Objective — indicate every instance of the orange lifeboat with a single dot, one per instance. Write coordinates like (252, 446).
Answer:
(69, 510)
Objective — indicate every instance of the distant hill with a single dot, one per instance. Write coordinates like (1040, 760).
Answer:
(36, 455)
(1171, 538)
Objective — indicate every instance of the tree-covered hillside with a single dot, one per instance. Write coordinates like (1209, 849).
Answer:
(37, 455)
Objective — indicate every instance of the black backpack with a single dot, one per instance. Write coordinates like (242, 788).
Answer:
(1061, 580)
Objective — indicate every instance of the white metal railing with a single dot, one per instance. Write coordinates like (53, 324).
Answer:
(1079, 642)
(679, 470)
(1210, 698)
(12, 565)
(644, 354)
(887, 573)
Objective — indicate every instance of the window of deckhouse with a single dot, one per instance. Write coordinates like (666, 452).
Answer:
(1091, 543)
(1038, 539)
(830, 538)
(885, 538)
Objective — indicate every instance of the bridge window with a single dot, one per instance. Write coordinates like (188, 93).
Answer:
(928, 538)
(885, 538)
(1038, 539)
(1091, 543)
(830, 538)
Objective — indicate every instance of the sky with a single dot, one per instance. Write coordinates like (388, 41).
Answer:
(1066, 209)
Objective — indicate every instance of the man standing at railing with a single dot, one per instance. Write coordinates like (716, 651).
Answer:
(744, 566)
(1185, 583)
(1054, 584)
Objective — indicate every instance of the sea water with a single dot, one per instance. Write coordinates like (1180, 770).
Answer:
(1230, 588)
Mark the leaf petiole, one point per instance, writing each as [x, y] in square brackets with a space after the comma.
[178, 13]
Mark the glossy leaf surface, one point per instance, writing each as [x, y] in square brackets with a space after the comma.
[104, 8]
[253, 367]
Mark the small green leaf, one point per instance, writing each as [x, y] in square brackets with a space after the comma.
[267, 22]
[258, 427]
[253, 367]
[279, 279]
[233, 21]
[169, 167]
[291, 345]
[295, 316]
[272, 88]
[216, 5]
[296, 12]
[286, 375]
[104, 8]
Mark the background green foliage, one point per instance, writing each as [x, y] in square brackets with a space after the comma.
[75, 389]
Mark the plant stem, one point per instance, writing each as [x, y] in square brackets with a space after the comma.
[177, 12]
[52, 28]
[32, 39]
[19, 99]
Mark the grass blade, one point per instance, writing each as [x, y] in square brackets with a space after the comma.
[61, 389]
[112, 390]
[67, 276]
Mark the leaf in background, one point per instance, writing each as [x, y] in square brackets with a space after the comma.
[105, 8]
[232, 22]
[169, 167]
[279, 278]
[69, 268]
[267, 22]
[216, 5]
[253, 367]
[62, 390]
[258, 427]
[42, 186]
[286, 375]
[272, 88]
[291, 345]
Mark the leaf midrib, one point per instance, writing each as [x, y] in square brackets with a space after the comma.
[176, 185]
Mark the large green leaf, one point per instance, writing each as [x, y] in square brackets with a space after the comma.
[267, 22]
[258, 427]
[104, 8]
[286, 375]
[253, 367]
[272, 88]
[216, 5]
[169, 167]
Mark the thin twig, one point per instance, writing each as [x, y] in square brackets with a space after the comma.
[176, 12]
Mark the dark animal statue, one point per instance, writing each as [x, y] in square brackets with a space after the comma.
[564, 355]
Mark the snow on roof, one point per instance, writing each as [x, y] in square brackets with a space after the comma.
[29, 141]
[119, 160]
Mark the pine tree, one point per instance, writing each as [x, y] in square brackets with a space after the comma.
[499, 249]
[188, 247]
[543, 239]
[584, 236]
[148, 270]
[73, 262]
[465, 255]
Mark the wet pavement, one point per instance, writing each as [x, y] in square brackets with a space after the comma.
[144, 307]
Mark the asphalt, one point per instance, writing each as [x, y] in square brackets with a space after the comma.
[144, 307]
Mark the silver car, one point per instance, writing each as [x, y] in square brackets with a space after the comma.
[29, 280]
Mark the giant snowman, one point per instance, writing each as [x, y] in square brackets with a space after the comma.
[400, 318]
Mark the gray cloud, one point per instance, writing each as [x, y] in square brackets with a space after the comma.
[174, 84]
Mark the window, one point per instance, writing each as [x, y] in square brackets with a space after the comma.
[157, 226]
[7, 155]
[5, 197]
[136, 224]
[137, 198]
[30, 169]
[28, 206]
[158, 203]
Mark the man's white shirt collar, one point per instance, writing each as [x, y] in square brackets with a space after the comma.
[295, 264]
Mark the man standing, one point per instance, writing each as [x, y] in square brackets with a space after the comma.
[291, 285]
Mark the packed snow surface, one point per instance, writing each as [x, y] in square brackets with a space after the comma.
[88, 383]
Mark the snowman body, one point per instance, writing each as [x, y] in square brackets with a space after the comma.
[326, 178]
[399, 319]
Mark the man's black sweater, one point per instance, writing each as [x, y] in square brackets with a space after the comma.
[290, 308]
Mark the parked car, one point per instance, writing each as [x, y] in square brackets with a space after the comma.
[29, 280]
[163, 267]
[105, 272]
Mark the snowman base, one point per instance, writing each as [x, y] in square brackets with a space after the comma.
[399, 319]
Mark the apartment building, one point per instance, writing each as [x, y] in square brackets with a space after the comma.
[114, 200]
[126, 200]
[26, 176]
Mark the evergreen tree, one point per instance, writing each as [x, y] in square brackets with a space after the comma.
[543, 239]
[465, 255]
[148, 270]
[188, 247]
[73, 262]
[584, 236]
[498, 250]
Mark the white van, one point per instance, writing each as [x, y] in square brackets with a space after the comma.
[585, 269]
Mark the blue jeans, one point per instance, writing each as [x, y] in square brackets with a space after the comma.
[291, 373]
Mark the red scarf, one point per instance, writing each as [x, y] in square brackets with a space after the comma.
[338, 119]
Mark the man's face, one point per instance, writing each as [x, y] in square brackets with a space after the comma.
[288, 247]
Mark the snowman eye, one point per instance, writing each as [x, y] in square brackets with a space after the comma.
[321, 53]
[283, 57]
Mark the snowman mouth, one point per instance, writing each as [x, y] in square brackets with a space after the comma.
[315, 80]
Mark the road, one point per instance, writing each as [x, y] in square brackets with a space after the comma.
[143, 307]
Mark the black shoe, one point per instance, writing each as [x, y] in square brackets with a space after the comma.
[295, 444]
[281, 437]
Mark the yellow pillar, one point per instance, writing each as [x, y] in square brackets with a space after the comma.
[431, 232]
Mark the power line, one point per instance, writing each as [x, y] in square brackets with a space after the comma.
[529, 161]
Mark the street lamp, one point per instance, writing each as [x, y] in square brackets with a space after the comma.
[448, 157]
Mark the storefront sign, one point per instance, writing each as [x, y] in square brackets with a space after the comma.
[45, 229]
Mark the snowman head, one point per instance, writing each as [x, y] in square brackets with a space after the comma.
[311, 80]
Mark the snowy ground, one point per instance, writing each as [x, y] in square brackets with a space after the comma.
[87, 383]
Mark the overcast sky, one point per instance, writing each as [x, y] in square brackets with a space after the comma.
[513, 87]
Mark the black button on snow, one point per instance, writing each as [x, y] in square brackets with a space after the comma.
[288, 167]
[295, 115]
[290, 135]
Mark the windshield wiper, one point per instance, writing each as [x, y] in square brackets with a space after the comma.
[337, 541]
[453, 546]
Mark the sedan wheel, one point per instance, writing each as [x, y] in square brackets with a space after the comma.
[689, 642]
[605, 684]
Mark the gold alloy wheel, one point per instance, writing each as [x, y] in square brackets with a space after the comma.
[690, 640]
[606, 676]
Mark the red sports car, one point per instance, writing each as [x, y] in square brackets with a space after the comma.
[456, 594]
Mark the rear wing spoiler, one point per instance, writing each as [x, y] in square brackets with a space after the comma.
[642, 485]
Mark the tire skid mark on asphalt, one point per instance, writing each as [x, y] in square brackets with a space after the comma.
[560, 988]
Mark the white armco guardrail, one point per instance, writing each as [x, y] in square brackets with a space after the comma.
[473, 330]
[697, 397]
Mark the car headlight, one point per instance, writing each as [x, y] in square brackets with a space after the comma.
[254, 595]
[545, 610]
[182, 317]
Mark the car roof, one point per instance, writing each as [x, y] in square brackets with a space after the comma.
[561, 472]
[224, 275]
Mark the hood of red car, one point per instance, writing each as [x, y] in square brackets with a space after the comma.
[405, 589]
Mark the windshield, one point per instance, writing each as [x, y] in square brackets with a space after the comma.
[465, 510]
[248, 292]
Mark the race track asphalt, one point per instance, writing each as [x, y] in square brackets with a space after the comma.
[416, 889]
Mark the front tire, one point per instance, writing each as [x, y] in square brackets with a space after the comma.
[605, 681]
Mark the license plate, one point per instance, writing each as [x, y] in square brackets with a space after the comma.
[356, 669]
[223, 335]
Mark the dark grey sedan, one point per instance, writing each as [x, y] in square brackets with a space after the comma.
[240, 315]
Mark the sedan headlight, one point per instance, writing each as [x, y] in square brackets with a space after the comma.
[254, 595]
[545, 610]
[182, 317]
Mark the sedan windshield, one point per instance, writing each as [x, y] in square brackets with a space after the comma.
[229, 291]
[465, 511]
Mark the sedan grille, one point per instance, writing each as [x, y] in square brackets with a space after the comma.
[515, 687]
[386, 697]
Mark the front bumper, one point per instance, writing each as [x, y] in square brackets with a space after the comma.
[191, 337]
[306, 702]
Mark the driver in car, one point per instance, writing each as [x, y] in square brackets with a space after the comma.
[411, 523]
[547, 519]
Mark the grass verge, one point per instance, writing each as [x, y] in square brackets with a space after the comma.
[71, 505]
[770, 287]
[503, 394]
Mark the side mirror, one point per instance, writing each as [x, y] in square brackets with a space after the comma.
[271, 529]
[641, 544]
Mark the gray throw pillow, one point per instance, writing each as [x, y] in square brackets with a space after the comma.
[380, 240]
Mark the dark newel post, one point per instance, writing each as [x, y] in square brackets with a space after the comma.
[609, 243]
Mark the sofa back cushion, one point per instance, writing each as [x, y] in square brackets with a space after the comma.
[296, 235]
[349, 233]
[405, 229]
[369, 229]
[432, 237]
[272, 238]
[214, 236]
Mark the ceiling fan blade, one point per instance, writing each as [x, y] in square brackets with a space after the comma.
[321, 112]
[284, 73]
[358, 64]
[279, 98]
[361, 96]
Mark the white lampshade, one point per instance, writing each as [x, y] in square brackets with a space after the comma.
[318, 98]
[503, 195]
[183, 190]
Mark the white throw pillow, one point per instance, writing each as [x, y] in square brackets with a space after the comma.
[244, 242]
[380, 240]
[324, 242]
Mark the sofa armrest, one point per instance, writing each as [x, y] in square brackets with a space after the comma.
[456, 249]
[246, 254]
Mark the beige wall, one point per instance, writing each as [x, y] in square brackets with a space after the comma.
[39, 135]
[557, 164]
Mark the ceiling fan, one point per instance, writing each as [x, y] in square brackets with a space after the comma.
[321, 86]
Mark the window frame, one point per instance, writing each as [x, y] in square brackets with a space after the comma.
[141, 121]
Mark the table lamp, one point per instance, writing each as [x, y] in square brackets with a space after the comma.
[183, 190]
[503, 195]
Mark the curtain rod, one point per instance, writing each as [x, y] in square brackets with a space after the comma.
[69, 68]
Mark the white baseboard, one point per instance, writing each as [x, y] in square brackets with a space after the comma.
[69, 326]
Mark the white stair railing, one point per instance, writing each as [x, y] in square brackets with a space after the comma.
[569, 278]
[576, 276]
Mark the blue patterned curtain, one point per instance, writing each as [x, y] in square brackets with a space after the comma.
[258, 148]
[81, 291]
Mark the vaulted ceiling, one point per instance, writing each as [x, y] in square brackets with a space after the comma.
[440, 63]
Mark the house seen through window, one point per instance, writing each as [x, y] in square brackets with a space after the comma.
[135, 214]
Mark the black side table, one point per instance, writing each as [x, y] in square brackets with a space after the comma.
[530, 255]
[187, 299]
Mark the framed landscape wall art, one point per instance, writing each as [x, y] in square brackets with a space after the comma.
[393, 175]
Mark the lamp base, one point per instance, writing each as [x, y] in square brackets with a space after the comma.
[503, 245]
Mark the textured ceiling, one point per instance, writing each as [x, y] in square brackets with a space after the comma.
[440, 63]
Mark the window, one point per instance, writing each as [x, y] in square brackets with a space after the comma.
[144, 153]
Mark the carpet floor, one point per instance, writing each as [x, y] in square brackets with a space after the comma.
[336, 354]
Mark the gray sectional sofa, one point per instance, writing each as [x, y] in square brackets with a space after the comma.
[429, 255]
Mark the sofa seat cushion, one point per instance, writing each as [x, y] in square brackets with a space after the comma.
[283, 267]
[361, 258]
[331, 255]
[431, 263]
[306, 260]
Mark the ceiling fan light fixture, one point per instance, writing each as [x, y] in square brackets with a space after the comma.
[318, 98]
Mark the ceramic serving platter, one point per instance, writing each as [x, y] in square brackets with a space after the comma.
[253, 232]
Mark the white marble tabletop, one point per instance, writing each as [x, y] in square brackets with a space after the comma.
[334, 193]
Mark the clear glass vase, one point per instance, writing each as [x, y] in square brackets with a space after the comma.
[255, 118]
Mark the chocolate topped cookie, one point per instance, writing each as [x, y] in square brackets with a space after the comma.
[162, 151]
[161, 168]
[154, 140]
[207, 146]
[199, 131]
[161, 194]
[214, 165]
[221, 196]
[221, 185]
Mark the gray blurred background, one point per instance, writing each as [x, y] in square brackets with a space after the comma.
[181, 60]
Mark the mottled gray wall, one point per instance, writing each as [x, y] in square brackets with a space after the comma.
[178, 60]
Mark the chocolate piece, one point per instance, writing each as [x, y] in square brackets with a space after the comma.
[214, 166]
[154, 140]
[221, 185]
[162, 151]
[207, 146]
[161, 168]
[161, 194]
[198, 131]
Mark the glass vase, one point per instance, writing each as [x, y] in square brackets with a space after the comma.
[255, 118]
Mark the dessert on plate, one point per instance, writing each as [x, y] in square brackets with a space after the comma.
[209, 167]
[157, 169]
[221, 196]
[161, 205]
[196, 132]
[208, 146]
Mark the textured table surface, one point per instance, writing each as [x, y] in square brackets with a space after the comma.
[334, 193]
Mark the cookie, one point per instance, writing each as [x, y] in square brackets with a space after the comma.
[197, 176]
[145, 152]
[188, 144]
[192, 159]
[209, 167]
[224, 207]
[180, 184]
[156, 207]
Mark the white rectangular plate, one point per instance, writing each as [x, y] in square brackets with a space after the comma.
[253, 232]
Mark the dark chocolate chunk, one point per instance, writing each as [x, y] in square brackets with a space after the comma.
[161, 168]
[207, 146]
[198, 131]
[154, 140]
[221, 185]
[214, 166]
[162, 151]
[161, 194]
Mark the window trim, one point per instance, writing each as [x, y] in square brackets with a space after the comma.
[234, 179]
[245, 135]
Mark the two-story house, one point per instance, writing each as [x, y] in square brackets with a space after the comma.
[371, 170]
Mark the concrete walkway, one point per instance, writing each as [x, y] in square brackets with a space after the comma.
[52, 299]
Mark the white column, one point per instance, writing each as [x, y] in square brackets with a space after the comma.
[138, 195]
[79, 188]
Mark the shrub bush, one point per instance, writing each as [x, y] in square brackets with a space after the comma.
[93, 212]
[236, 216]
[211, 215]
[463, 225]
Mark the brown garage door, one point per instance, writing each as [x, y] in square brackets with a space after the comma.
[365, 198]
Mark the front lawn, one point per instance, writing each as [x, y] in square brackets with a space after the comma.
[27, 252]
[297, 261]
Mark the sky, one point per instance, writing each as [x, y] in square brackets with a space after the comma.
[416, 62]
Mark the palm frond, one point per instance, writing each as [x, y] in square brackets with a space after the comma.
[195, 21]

WORK TO DO:
Print nothing but the lines from the line with "Mark the shrub" to the last line of the records above. Both of those lines count.

WRITTEN ANSWER:
Mark the shrub bush, one point per instance, writing each as [x, y] in square brackets with a space after the comma.
[93, 212]
[236, 216]
[211, 215]
[463, 225]
Mark the brown garage door, one point per instance, writing each as [x, y] in square brackets with a space after the comma.
[365, 198]
Mark the front lawn, one point per instance, writing each as [x, y] in square brackets with a space after the comma.
[27, 252]
[297, 261]
Mark the sky, one point per instance, writing each as [x, y] in square brackets with a space after the comma.
[416, 62]
Mark the palm frond, one point per instance, writing each as [x, y] in square brackets with a space after the comma.
[195, 21]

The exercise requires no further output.